DOCUMENT SEGMENT: Begin

Sub-Saharan Africa has large potential for hydropower generation, but is yet to exploit it. Pictured here is the Kariba Dam. Credit: Kristin Palitza/IPS

By Carey L. Biron
WASHINGTON, Jul 21 2014 (IPS)

Pressure is building here for lawmakers to pass a bill that would funnel billions of dollars of U.S. investment into strengthening Africa’s electricity production and distribution capabilities, and could offer broad new support for off-grid opportunities.

With half of the U.S. Congress having already acted on the issue, supporters are now hoping that the Senate will follow suit before a major summit takes place here during the first week of August. That event is expected to include heads of state or representatives from as many as 50 African countries."We could see an energy revolution that looks similar to what happened with mobile phones – leapfrogging centralised systems altogether and moving towards transformative solutions.” -- Justin Guay

The summit, the first time that such an event has been organised in Washington, will focus in particular on investment opportunities. As such, many are hoping that the three-day event’s centrepiece will be President Barack Obama’s signing of a broad investment deal aimed at Africa’s power sector.

“The overwhelming majority of the African leaders are going to be coming to Washington emphasising trade and investment, and in that context this issue is very central to their many constituencies – touching on economic, political and social issues,” Ben Leo, a senior fellow at the Center for Global Development, a think tank here, told IPS.

“Coming forward with something concrete that will lead to additional capital, tools or engagement will be noticed and welcomed. But lack thereof would also have a message for African leaders and others travelling to Washington.”

DOCUMENT SEGMENT: End

In the news article on U.S. investment in Africa's power sector, how many African countries may send heads of state or representatives to the Washington summit?

DATA EXTRACTS: Begin

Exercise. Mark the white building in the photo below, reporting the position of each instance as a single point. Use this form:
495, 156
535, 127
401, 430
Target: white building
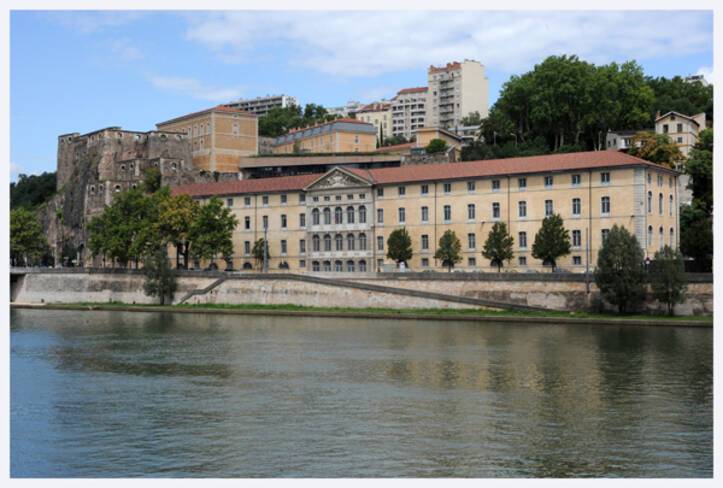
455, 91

DATA EXTRACTS: End
DATA EXTRACTS: Begin

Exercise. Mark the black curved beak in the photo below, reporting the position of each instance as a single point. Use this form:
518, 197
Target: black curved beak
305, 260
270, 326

DATA EXTRACTS: End

• **FINISHED EXERCISE**
As many as 50.